- Consigne
Relevez tous les poètes nommés dans le texte extrait ci-dessous.
── Texte extrait ──
Le poète est sa propre Muse
Il faut donner raison à Éluard : on ne peut pas se contenter de présenter le poète comme le passif secrétaire d’une parole on ne sait d’où venue. Il faut rappeler que le poète est avant tout un créateur, libre d’inventer ce qui lui chante, à l’instar du romancier.

En effet, l’idée est assez courante selon laquelle le poète devrait s’inspirer de sa propre vie, laquelle serait, en quelque sorte, une nouvelle version de la Muse. Alors qu’il est banal de distinguer auteur et narrateur dans les textes romanesques, on continue généralement par tradition d’assimiler les pronoms « je » à la personne même du poète. Pourtant, de la même manière qu’un roman écrit à la première personne n’est pas forcément une autobiographie, un poème écrit à la première personne n’est pas nécessairement directement inspiré de la vie du poète. Et, tout autant que le romancier, le poète peut feindre les états d’âme qu’il évoque, raconter des épisodes qu’il n’a pas vécus, bref, faire œuvre de fiction.
Quand Rimbaud raconte, dans « Alchimie du verbe » (Une Saison en Enfer), l’ « histoire d’une de [ses] folies », il s’inspire moins de sa propre existence qu’il ne se construit une figure de toutes pièces, celle précisément d’un poète inspiré en proie au « dérèglement de tous les sens ». Bien malin est celui qui peut démêler, dans ce texte, le Rimbaud tel qu’il a réellement été, le Rimbaud tel qu’il s’est effectivement rêvé, et le Rimbaud tel qu’il veut paraître. L’inspiration est-elle un « délire » ? Ou bien le délire est-il de se croire réellement inspiré ? Quelle est la part du travail et de ce qui s’écrit tout seul dans le fait de « Fixer des vertiges » ?
Inspirer le lecteur

« Il voit, lorsque les peuples végètent… » disait Victor Hugo, pour lequel le poète est une sorte de phare éclairant l’avenir. Faire du poète celui qui inspire les autres revient à rappeler que le poème ne vise pas simplement à « faire joli ». La poésie chercherait avant tout à produire un effet décisif sur le lecteur. La poésie est traditionnellement réputée pour insister sur les fonctions poétique et expressive du langage, mais peut-être a-t-elle avant tout une fonction conative, dite aussi incitative : le but premier du poème serait alors d’agir sur le lecteur. Soit, mais alors quelle action ? Qu’est-ce que le poète voudrait inspirer au lecteur ?
───
── Données ──
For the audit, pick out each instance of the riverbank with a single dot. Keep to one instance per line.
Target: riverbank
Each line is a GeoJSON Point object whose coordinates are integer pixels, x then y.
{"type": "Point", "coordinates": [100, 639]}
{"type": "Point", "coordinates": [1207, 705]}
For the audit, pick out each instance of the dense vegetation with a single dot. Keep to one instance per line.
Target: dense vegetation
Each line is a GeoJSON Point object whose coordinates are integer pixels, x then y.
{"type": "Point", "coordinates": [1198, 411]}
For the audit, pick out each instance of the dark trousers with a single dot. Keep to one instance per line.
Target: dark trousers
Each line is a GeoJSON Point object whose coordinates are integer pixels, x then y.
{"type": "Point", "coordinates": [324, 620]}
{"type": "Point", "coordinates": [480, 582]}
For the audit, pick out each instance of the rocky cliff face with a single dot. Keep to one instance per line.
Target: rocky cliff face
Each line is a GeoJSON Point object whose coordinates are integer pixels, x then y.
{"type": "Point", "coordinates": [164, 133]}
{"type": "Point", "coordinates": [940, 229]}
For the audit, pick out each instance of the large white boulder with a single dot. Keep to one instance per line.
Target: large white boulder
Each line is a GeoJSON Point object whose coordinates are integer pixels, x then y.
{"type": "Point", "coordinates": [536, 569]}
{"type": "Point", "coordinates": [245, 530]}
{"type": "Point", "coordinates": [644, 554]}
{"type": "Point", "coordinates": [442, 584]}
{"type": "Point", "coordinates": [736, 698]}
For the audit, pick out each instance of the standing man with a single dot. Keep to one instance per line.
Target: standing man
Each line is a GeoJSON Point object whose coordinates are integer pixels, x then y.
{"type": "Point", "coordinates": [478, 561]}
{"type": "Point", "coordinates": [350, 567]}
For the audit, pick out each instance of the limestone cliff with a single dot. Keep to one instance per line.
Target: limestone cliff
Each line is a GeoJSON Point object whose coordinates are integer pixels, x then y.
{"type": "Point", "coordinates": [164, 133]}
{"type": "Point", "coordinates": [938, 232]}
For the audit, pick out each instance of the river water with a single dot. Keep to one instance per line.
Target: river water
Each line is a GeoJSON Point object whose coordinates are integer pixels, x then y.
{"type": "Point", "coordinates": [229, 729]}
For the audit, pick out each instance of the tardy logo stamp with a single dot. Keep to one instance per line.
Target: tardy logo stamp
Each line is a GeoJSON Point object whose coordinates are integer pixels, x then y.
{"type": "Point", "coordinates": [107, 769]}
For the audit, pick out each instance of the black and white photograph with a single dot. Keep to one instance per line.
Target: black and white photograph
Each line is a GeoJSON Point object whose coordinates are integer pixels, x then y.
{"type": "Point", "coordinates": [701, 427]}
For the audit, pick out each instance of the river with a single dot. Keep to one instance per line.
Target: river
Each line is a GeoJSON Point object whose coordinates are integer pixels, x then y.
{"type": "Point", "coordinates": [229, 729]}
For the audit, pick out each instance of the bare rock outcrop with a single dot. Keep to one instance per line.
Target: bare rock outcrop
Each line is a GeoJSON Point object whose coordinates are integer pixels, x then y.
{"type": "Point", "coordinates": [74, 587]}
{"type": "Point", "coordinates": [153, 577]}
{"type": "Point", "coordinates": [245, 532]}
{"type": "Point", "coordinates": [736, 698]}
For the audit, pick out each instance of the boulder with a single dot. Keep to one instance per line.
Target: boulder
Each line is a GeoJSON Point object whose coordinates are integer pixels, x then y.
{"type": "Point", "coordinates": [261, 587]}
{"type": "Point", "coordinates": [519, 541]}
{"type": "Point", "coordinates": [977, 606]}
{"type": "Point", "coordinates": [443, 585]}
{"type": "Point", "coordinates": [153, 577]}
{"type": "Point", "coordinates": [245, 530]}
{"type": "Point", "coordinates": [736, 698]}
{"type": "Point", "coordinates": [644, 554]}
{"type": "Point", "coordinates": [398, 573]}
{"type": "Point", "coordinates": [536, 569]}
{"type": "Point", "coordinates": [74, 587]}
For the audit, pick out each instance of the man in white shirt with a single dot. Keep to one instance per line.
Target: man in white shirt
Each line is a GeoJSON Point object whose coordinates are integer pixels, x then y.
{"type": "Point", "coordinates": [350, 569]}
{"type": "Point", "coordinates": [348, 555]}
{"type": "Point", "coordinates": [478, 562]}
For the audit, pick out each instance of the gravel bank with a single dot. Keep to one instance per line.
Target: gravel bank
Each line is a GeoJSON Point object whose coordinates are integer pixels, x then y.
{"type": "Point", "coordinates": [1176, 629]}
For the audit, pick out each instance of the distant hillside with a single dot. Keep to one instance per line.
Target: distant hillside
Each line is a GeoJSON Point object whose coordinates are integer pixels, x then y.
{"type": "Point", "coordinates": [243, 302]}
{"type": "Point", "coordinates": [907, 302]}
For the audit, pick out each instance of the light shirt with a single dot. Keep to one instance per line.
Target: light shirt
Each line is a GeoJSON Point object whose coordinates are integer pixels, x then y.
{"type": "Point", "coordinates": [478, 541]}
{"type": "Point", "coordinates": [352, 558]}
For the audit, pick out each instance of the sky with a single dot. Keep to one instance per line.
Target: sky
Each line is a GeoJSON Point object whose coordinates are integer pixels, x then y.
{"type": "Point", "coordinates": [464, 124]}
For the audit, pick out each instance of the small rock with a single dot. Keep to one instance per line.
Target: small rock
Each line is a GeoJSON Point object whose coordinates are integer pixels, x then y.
───
- Réponse
Éluard, Rimbaud, Victor Hugo